Where does the string "Target" appear in the material? Copy each line that holds it.

..........

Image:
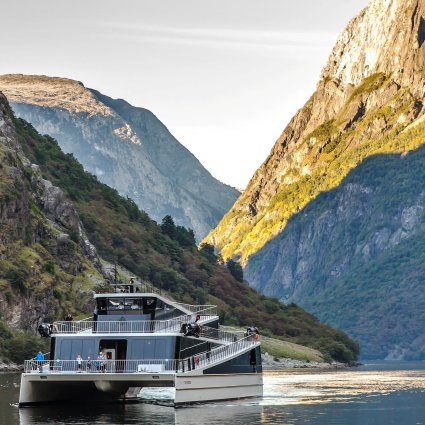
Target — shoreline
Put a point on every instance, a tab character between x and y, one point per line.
275	363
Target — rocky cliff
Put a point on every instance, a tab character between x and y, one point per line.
48	267
46	260
369	100
126	147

..........

→ **SOLUTION TO THIS TASK**:
Target — shoreline
Target — rocky cliff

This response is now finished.